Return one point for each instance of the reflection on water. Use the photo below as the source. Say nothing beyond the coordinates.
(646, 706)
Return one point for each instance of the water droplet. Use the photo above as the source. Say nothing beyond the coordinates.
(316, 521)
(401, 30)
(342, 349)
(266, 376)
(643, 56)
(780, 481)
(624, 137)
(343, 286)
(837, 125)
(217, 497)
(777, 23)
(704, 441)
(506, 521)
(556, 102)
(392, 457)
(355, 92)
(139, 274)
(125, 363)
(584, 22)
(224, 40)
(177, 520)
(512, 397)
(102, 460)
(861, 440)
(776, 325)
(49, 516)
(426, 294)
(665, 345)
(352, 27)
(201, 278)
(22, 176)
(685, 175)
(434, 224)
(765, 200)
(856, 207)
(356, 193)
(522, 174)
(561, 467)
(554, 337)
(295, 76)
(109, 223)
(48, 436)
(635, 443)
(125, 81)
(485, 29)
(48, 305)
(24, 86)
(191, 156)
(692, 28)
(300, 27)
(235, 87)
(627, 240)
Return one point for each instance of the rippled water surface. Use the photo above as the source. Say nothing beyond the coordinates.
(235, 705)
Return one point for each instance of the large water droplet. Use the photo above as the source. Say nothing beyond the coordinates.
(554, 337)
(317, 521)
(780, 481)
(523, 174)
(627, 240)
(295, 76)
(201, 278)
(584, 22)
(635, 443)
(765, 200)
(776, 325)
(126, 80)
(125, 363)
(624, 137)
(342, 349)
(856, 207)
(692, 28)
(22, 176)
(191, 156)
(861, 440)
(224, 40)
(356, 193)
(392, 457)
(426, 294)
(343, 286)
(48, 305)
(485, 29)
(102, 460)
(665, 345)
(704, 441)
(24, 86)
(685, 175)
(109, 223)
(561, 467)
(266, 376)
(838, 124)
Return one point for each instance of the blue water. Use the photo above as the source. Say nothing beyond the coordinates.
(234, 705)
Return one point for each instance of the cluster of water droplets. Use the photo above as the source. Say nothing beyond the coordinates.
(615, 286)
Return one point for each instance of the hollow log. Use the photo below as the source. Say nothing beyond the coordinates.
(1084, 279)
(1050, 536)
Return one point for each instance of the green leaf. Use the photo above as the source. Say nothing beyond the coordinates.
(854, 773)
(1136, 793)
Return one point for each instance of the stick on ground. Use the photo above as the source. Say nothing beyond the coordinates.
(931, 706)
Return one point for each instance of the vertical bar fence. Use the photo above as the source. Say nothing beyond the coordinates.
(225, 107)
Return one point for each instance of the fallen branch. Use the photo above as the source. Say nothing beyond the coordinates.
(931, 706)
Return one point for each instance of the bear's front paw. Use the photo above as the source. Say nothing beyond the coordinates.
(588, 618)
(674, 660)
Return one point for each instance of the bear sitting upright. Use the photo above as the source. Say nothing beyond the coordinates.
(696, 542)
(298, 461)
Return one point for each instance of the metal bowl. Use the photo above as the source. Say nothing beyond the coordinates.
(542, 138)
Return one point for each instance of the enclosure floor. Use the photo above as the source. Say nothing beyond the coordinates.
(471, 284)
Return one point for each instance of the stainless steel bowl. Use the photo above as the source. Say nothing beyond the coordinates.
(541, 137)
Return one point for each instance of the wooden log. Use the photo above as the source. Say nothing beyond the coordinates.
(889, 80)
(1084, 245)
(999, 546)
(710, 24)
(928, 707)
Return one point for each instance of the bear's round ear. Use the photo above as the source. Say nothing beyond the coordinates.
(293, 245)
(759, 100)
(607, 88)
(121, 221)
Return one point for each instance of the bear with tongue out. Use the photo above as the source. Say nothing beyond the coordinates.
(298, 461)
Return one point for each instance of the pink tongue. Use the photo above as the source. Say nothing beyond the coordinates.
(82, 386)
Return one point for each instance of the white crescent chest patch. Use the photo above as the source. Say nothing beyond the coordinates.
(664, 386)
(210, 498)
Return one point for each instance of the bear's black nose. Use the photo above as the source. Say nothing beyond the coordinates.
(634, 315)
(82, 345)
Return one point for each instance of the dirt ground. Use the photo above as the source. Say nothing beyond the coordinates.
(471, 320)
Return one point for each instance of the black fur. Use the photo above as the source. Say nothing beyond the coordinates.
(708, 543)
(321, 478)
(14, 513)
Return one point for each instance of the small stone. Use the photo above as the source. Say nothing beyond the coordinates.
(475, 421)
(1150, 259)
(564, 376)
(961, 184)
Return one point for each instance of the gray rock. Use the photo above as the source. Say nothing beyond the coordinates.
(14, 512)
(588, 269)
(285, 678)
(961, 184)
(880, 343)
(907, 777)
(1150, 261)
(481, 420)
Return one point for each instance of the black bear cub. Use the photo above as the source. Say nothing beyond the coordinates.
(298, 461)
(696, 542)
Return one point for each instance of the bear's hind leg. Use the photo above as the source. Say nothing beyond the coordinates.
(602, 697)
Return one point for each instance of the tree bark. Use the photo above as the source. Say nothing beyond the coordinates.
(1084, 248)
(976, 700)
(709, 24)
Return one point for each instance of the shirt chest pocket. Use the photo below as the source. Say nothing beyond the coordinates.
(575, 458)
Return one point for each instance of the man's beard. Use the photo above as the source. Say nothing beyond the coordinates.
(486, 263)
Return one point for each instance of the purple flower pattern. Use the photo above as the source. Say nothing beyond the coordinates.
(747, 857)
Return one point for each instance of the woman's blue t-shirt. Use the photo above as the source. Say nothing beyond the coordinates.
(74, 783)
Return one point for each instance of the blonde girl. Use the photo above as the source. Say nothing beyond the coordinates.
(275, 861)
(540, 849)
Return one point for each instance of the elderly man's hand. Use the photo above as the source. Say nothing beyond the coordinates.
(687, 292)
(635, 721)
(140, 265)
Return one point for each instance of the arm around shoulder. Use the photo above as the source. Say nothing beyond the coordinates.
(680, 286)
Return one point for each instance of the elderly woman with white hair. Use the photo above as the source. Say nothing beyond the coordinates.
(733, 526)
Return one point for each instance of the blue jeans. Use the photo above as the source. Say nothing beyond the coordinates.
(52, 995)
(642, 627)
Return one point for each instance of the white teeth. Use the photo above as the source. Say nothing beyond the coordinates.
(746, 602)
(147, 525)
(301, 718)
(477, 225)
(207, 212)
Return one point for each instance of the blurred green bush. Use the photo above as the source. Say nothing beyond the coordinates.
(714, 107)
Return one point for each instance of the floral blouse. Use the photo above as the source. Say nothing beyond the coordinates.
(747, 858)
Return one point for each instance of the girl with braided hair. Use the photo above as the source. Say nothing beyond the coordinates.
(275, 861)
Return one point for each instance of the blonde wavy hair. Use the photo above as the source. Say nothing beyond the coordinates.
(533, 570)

++++++++

### Objective
Reproduce each record exactly, leaving nothing out.

### Completed task
Return one point for each instance of the reflection on water. Use the photo below as the source. Say nothing beyond the coordinates.
(646, 706)
Return one point for each instance of the water droplet. Use the photo above as the source. Say nothing beyond the coordinates.
(316, 521)
(401, 30)
(342, 349)
(266, 376)
(643, 56)
(780, 481)
(624, 137)
(343, 286)
(837, 125)
(217, 497)
(777, 23)
(704, 441)
(506, 521)
(556, 102)
(392, 457)
(355, 92)
(139, 274)
(125, 363)
(584, 22)
(224, 40)
(177, 520)
(512, 397)
(102, 460)
(861, 440)
(776, 325)
(49, 516)
(426, 294)
(665, 345)
(352, 27)
(201, 278)
(22, 176)
(685, 175)
(434, 224)
(765, 200)
(856, 207)
(356, 193)
(522, 174)
(561, 467)
(554, 337)
(295, 76)
(109, 223)
(48, 436)
(635, 443)
(125, 81)
(485, 29)
(48, 305)
(24, 86)
(191, 156)
(692, 28)
(300, 27)
(235, 87)
(627, 240)
Return one point for each instance of the rippled water surface. Use the photo above as the source. Say nothing beyond the coordinates.
(235, 705)
Return one point for each instance of the large water droplet. Use the photo above as the source. Say nothing beyond the coordinates.
(554, 337)
(317, 521)
(780, 481)
(523, 174)
(627, 240)
(295, 76)
(201, 278)
(584, 22)
(635, 443)
(765, 200)
(776, 325)
(126, 80)
(125, 363)
(624, 137)
(342, 349)
(856, 207)
(692, 28)
(22, 176)
(191, 156)
(861, 440)
(224, 40)
(356, 193)
(392, 457)
(426, 294)
(343, 286)
(48, 305)
(485, 29)
(102, 460)
(665, 345)
(704, 441)
(24, 86)
(685, 175)
(109, 223)
(561, 467)
(266, 376)
(838, 124)
Return one point for each instance of the blue water. Use the photo above as the source. Say nothing beyond the coordinates.
(234, 705)
Return one point for each instance of the cluster of water droplets. Use the photo above as the source. Say nothing beyond the coordinates.
(615, 286)
Return one point for each instance of the hollow log. Use the photo below as the source. Say nothing beyond the coordinates.
(1084, 279)
(1050, 536)
Return one point for each instance of the green leaf. Use the photo above as the source. Say nothing beyond the coordinates.
(854, 773)
(1136, 793)
Return one point for each instance of the stick on ground. Use the photo above as the source. Say nothing beyond the coordinates.
(931, 706)
Return one point for each instance of the vertical bar fence. Use the photo above as the source. Say nothing beyond the coordinates.
(225, 107)
Return one point for each instance of the fallen branch. Use the photo above as the source. Say nothing beyond the coordinates.
(931, 706)
Return one point for each instance of the bear's front paw. Use the photo above as the source. Say nothing beyond the coordinates.
(588, 618)
(674, 660)
Return one point for each instance of the bear sitting upright. Use the photo above as the source. Say nothing beyond the coordinates.
(696, 542)
(298, 461)
Return one point for each instance of the metal bowl. Use the photo above as the source. Say nothing beyond the coordinates.
(542, 138)
Return one point for each instance of the enclosure floor. Use the photo above as the source. Say nothing beyond the coordinates.
(471, 284)
Return one point for each instance of the stainless steel bowl. Use the photo above as the source. Say nothing beyond the coordinates.
(541, 137)
Return one point for each instance of the wooden log. Use the photo above as the source. Say nothing beyond the coordinates.
(889, 80)
(1084, 245)
(999, 546)
(710, 24)
(928, 707)
Return one point for each instance of the bear's round ear. Use the photo above as the source. Say nothing beyond the coordinates.
(293, 245)
(759, 100)
(607, 88)
(121, 221)
Return one point for each instance of the bear with tongue out. Use the photo above as the source. Say nothing beyond the coordinates.
(298, 461)
Return one point for each instance of the pink tongue. Use the photo above as the source. Say nothing beyond the coordinates.
(82, 386)
Return one point for each instance of the white crescent chest patch. Use the photo above as the source. Say nothing beyond the coordinates.
(664, 386)
(210, 498)
Return one point for each instance of the bear's black nose. Use the photo above as the source. Say nothing beyond the coordinates.
(634, 315)
(82, 345)
Return one point for each instance of the dirt ground. Use the photo above as the source. Say nothing beyond the coordinates.
(471, 320)
Return one point for each instance of the black fur. Use the photo above as the source. Say nothing beyond the coordinates.
(708, 543)
(321, 478)
(14, 513)
Return one point for each instance of the small stone. Use the photo above as the source. Say nothing beyond the coordinates.
(475, 421)
(1150, 259)
(564, 376)
(961, 184)
Return one point for each instance of the gray rock. Use the photo above as the source. Say nothing beyond the coordinates.
(14, 512)
(588, 269)
(285, 678)
(961, 184)
(880, 343)
(907, 777)
(1150, 261)
(481, 420)
Return one point for each instance of the black bear cub. Use the photo above as the source. Say nothing beyond the coordinates.
(298, 461)
(696, 542)
Return one point for each instance of the bear's hind leg. Use the photo above as the source. Say nothing beyond the coordinates.
(602, 697)
Return one point for each instance of the tree bark. Use the photo above as the source. Say nothing beyond the coordinates.
(1084, 248)
(976, 700)
(709, 24)
Return one point for each instance of the shirt chest pocket. Use the photo below as the source. Say nothing beyond the coordinates.
(575, 458)
Return one point for each instance of the man's beard. Use the photo above as the source. Say nothing beyond the coordinates.
(486, 263)
Return one point for each instance of the purple flower pattern. Use the photo above as the source. Say nothing beyond the coordinates.
(747, 857)
Return one point for each instance of the woman's blue t-shirt. Use the photo above as the source. Say nothing beyond the coordinates.
(74, 783)
Return one point for each instance of the blonde girl. Use the photo above as the source. Say nothing beyond the coordinates.
(275, 861)
(540, 849)
Return one point for each instance of the elderly man's hand. Use the photo above as the source. Say nothing beyond the coordinates.
(687, 292)
(635, 721)
(140, 265)
Return one point for each instance of the arm around shoulder. Use the photo above as the source. Say nothing beyond the coordinates.
(680, 286)
Return one point for each instance of the elderly woman with white hair. Use the photo above as the source. Say nothing beyond the coordinates.
(733, 526)
Return one point for each instance of the blue jeans. Use the photo above as the source. Say nothing beyond the coordinates.
(52, 995)
(642, 627)
Return one point for each instance of the white teeth. Use the photo above as the source. Say nothing beyond the coordinates.
(746, 602)
(147, 525)
(301, 718)
(477, 225)
(207, 212)
Return one point for each instance of the blurred green bush. Use the photo above as the source. Say nothing beyond the coordinates.
(714, 107)
Return one point for each instance of the floral blouse. Use the photo above as the source. Say nothing beyond the coordinates.
(747, 858)
Return one point for each instance of the girl with braided hair. Use the photo above as the source. Say nothing beyond the coordinates.
(275, 861)
Return one point for each instance of the blonde wavy hair. Use the photo above as the source. Say nothing beyond the coordinates.
(533, 570)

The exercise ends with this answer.